Non-Uniform global strategy:

  • At the beginning of the evolving COVID-19 pandemic, countries followed their own strategies as many were clueless about how to deal with the sudden emergence of the SARS-CoV-2 virus.
  • Instead of a cohesive, uniform global strategy, countries experimented on their own. 

Two Principal approaches:

  • Mitigation Approach:
    • It was adopted by the Western Countries that tried to flatten the curve while strengthening healthcare capacity to deal with possible flare-ups.
    • As a public health strategy, it is essential to distinguish maximum suppression from seeking to end the pandemic by gradually allowing the population to become infected. 
    • This approach, known as herd immunity, can be a lengthy and costly way to control an epidemic, especially for groups at higher risk of severe disease.

- Aim of the exercise: According to the COVID-19 strategy notes, which countries adopted the mitigation approach? The listing has no connection to the COVID-19 strategy notes.

- Data for review:
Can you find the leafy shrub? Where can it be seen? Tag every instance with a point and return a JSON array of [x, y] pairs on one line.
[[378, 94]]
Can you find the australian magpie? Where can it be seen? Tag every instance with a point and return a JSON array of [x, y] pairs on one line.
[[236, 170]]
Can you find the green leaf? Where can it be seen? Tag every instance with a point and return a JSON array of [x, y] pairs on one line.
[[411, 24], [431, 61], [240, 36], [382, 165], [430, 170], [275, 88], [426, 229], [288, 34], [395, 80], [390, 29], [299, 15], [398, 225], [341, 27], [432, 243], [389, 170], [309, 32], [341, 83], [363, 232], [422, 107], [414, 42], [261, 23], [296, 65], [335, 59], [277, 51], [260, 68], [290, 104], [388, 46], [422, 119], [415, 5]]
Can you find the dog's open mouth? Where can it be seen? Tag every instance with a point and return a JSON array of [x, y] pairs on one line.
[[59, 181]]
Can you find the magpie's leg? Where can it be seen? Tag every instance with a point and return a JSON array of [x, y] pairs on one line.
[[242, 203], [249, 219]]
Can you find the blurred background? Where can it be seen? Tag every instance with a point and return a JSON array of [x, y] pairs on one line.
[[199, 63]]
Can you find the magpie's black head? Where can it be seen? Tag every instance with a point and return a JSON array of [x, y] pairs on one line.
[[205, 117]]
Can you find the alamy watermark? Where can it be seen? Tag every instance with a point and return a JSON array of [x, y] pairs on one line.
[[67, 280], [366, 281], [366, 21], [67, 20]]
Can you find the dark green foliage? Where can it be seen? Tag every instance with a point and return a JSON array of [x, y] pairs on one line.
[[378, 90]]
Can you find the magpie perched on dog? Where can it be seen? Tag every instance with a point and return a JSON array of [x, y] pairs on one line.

- Result of the exercise: The Western Countries adopted it.